Amanda Whitehouse, PhD:I agree. I see that so much. I, went to a baby shower this weekend and there were the little cards on the table, some advice for the new mother and I wrote, let people help you. Yeah. Because I think we don't, and it, it's funny that you mentioned that because it wasn't intentional, but the day that I first gave my son peanut butter and he reacted, my sister happened to be at my house, she doesn't live locally. I wonder, looking back, like if it, there was a part of my brain that felt brave enough to do it that day because, because she was there without me planning it that way. Yes. But yeah, it makes such a good point we have to, find the supports around us, and not be afraid to lean on them because we would offer the same support to anyone else in an instant. All of us,
Lucy Upton, MNutr:what I say all of the time, and I turn around and I say, for these people, which, and that everyone's like, oh my god, in a heartbeat. I think the other thing actually, which often isn't spoken about widely, but I talk to a lot of my families about, um, this is, again, some of this is just sort of not necessarily, you know, like in a scientific paper somewhere, but very much through kind of practice based evidence is that, um, I find a lot of the burden of, so if we're talking about introducing allergens in the uk, that would very often fall to a mother who would be on maternity leave because, you know. Dads will be back at work, for example.'cause standard leave is two weeks paternity here and then they got back. Um, it was very much, you know, to women who also probably doing a million other things who, you know, might be having challenges with their own mental health who might be carrying a huge mental load. And actually this is another thing to do. And actually, um, I talk quite a lot to families, you know, when I'm talking to mothers often on calls or, or they're the only one there with their baby in clinic, for example. You know, like about how, you know, if you are, if you struggle to advocate for yourself, how can we empower the other people around you to help advocate for you and, and your son or daughter. But it's, and you know, I think it's just a nod to the fact that sometimes it's, you know, we're struggling to, you know, we need to ask other people to help hold some space too, or, or help open those doors and push open those doors or take control of something for us. And that, that is all, again, that's part of that asking for help. But, um, you know, supporting other people around you to advocate can be really, really helpful. When you're a new, you know, you're a new mother.

— Provided information —

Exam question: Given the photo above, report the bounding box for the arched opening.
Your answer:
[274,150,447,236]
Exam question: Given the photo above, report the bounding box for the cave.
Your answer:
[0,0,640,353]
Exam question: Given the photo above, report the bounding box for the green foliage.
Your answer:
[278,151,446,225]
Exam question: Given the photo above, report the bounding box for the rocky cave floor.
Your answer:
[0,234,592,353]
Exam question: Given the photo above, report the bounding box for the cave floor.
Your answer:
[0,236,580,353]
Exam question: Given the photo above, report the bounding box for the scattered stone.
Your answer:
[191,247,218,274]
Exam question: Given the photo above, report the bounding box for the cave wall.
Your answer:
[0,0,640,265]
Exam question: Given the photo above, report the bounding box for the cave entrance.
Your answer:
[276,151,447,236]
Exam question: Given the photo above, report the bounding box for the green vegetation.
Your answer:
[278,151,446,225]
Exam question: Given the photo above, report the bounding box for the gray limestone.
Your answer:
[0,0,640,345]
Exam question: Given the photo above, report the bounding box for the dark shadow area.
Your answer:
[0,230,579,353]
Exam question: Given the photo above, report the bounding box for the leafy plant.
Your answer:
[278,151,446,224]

— To do —
Answer these questions about the conversation about introducing allergens:
1. What advice did Amanda Whitehouse write on the card at the baby shower?
2. Who happened to be at her house the day she first gave her son peanut butter?
3. How long is standard paternity leave in the UK, according to Lucy Upton?
The entries are separate material and have nothing to do with the conversation.

— Answer to the problem —
1. Let people help you.
2. Her sister.
3. Two weeks.